- THE TASKS:
(A) Transcribe the passage about tow vehicle cargo between "-shovel and a" and "these and more.", inclusive.
(B) Answer these questions using the passage about tow vehicle cargo:
(i) What model and length is the writer's Airstream?
(ii) How heavy is the bag of dog food on the list?
(iii) Which model of generator does the writer bring?
(C) Write the next part of the passage about tow vehicle cargo, starting after its final sentence.

The big question, that only you can answer, is will the Denali have the cargo room and the cargo capacity to suit your individual needs. Different people have widely varying situations and needs when it comes to this.

First step, which applies to anyone trying to determine an appropriate tow vehicle, is to add up the weight of all the people that will be in the tow vehicle, add the weight of any pets that will be along for the ride, determine the weight of all the items you may want to carry in the tow vehicle which for me includes such things as:

-two camp recliners
-outdoor table
-outdoor floor mat
-one (sometimes two) CU2000i Honda generator
-5 gallon gas tank for generator use
-small compressor to fill tires and inflatable boat/raft/kayak
-inflatable raft
-chest with a variety of tools
-several gallons of emergency drinking water
-tow blocks and leveling items
-50# bag of dog food (for the 100# dog)
-shovel and a little camp fire wood
-small BBQ
-bag of charcoal
-a variety of plastic containers with some miscellaneous items

Other folks may not take some of these items, some will take these and more.

Let's face this: Airstreams don't offer a lot of storage capacity. In addition, I would not want to put most of the items on my list in the Airstream, even if there was room for them. As it is, with just myself, my wife, and our dog, our 30' Serenity is packed about as fully as can be with items not included on my list above.

(Dataset entries)
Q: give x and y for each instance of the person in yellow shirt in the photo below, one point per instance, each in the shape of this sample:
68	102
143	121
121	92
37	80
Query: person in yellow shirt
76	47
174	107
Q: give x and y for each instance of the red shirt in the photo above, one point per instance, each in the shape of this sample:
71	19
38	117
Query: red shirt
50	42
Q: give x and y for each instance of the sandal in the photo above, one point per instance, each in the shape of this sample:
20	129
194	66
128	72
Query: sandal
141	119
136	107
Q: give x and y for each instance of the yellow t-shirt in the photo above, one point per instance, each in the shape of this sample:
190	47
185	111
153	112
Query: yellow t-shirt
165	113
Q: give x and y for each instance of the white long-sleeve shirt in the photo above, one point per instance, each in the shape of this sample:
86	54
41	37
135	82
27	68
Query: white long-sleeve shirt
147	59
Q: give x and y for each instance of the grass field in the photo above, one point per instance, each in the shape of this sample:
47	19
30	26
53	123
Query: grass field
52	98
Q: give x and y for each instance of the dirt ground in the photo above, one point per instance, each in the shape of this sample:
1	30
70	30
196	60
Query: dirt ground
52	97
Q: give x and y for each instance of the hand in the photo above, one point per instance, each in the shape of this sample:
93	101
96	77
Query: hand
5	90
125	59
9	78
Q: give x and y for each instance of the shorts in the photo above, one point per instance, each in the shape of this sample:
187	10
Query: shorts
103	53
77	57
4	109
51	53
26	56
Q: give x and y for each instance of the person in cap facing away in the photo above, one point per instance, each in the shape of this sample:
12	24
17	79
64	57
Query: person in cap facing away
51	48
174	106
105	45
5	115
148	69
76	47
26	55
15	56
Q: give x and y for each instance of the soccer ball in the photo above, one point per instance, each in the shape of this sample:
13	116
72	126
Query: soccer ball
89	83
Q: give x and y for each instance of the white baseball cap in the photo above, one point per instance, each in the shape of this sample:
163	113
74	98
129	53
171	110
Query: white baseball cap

- RESPONSE LIST:
(A)
-shovel and a little camp fire wood
-small BBQ
-bag of charcoal
-a variety of plastic containers with some miscellaneous items

Other folks may not take some of these items, some will take these and more.

(B)
(i) A 30' Serenity.
(ii) 50#.
(iii) A CU2000i Honda generator.

(C)
Anyway... add up all the weight of the people, pets, and all the stuff on your list, then add that to the tongue weight of your fully loaded trailer. If beginning with AS published specs, add in additionally if you have the 2nd AC, awning options, etc.. That total number is a good starting point to see if you are within or over the cargo carrying capacity (aka payload capacity) of your considered tow vehicle.

Weight distributing hitches can shift that around a little bit, but knowing the initial number is an important thing.

Compare the total weight that you come up with (NOT including the weight of the trailer itself - just the tongue weight) with the cargo capacity rating number printed by the manufacturer inside the driver's door jam. If you are under... that's great. If you are just a little over, the WD hitch might bring you down a bit. If you are quite a bit over, then that tow vehicle is probably not a great choice for your particular situation.

Another factor is whether all the items that you can imagine wanting to carry along can even comfortably fit in the back of the considered tow vehicle. In my case, I had a 2015 Yukon Denali which I was considering using to tow a 30' Serenity. My required cargo capacity number for my particular needs was way over the cargo capacity weight rating of the Denali.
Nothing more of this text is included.